**** The records

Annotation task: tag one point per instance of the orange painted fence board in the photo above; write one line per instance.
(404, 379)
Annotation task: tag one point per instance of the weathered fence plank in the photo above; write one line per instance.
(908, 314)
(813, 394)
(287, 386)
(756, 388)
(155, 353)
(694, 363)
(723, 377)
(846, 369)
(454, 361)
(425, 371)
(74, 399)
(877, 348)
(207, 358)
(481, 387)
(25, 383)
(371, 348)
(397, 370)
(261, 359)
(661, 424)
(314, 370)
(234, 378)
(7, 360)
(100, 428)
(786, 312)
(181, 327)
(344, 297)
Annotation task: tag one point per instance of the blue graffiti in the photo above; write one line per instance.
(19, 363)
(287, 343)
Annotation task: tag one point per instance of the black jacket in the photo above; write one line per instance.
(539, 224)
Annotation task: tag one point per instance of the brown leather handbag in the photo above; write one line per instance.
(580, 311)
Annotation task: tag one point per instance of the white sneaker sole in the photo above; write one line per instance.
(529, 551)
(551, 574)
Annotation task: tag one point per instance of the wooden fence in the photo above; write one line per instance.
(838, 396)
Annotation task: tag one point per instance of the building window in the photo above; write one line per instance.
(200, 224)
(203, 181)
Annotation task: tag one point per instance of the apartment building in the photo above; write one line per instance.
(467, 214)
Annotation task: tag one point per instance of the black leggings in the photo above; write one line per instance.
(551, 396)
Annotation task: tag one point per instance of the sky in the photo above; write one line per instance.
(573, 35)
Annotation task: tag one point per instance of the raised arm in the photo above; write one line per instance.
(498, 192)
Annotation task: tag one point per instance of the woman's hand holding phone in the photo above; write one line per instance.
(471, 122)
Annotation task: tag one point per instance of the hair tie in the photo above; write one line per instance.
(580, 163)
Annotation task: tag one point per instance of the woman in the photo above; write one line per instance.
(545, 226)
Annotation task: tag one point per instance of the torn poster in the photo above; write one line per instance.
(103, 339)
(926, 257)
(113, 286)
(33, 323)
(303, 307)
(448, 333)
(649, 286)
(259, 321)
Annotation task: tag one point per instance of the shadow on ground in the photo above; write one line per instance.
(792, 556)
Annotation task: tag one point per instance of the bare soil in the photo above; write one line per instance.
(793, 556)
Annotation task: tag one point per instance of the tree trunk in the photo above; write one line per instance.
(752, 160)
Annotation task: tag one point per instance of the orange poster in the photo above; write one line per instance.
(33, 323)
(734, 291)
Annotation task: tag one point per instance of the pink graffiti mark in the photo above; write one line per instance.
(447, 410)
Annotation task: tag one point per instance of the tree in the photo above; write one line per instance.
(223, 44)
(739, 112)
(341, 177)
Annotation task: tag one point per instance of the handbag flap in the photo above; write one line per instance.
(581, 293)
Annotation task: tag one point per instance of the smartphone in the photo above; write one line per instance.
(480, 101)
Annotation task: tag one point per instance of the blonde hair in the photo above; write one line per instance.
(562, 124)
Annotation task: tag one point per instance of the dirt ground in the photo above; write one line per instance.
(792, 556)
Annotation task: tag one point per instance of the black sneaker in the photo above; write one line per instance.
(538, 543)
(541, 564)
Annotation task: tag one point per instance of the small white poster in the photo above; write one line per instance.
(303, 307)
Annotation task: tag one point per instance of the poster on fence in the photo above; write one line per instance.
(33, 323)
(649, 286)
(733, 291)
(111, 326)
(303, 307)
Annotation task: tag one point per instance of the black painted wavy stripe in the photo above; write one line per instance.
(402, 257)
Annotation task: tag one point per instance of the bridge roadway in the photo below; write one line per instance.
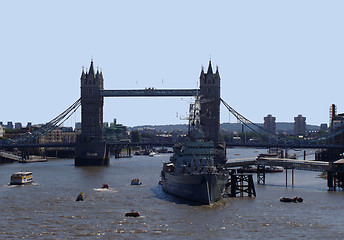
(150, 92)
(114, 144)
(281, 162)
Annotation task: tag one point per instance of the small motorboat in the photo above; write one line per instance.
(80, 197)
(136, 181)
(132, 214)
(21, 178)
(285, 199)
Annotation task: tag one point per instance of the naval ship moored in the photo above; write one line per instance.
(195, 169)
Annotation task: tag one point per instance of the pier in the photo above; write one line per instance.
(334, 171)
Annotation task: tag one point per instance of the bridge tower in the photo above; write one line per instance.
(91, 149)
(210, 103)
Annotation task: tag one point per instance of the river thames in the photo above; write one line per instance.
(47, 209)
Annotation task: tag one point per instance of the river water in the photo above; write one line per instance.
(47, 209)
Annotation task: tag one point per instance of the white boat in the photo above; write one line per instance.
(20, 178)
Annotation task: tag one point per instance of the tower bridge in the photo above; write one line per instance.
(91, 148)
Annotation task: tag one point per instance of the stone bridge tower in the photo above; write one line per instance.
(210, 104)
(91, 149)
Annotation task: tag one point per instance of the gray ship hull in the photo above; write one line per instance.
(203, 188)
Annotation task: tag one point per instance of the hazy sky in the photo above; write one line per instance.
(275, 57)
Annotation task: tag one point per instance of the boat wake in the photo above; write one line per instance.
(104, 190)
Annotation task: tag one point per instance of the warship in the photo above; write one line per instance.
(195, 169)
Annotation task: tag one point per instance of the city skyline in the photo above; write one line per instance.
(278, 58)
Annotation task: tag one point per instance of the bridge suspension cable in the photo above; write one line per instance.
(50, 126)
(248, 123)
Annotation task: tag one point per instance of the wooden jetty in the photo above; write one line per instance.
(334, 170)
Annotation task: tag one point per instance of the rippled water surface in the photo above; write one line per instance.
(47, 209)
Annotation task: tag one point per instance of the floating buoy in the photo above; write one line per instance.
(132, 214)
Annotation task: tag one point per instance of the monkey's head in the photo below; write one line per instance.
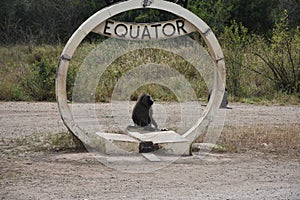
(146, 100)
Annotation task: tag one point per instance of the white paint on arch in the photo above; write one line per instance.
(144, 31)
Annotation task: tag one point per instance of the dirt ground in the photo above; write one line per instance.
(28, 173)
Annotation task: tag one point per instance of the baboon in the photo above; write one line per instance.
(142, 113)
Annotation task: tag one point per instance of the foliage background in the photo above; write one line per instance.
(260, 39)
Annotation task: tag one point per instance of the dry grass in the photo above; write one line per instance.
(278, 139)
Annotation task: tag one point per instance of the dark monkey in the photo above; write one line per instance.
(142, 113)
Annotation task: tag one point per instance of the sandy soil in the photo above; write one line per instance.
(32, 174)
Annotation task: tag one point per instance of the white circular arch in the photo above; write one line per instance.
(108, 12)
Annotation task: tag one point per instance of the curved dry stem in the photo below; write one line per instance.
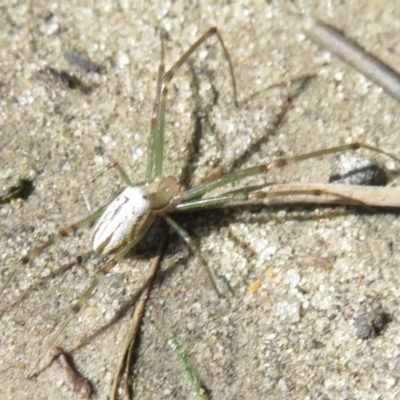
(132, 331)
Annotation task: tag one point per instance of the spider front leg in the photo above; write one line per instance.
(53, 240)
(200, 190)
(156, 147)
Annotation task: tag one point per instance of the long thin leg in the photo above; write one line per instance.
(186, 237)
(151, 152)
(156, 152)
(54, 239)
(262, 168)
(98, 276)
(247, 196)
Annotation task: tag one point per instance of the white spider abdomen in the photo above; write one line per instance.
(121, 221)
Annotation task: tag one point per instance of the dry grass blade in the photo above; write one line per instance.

********
**** The records

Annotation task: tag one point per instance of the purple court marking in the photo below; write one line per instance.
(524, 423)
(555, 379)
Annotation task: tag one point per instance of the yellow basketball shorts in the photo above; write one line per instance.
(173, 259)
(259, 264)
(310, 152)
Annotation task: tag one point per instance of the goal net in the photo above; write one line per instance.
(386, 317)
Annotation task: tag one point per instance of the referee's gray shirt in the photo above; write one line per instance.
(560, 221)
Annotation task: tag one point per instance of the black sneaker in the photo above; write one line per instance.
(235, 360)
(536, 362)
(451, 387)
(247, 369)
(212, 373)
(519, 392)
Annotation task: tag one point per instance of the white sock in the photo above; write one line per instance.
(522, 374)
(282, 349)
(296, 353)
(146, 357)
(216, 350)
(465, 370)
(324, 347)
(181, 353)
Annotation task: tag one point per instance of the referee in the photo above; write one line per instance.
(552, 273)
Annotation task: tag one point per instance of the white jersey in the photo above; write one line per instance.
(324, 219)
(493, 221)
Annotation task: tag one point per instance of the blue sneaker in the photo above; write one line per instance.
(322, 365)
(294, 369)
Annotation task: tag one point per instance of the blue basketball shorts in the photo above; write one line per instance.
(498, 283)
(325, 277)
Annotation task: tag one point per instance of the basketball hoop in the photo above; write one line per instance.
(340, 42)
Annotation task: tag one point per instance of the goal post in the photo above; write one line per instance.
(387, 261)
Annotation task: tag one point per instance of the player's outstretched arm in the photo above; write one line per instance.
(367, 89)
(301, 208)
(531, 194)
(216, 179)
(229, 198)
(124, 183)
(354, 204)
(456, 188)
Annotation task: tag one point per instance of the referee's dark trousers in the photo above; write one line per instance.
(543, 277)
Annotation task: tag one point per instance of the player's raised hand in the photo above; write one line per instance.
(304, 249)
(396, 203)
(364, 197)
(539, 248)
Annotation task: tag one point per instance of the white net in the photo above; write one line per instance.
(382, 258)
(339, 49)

********
**** The records

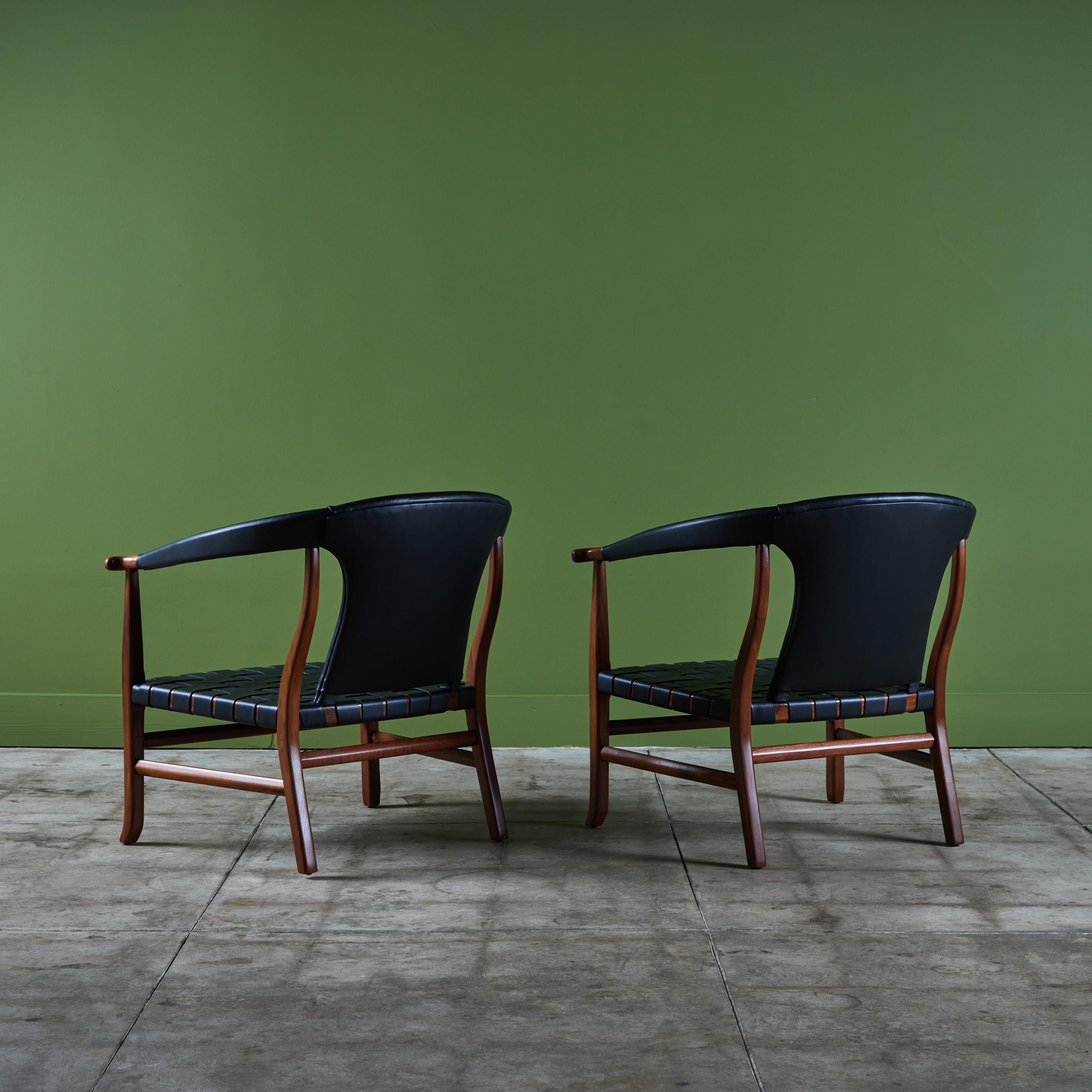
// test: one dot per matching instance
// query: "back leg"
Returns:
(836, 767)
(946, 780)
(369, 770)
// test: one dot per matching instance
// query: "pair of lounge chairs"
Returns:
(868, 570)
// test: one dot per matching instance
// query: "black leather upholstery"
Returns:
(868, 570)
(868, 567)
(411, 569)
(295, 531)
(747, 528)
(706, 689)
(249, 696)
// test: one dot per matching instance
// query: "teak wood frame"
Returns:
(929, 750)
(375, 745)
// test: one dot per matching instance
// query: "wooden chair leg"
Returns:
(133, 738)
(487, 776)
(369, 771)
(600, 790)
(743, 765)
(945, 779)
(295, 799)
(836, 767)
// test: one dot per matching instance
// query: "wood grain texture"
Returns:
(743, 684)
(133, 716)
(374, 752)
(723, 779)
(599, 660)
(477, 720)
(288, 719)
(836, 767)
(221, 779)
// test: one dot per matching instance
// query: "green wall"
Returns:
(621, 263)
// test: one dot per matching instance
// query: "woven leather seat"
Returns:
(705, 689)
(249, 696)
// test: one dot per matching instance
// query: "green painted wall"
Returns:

********

▶ _Job_
Pull out every line of the records above that contains the string "orange", and copy each such line in full.

▶ _Solution_
Annotation task: tag one point per instance of the orange painted fence board in the photo above; write one line per instance.
Annotation task: tag one point per instance of the orange poster in the photo above; write one line per instance.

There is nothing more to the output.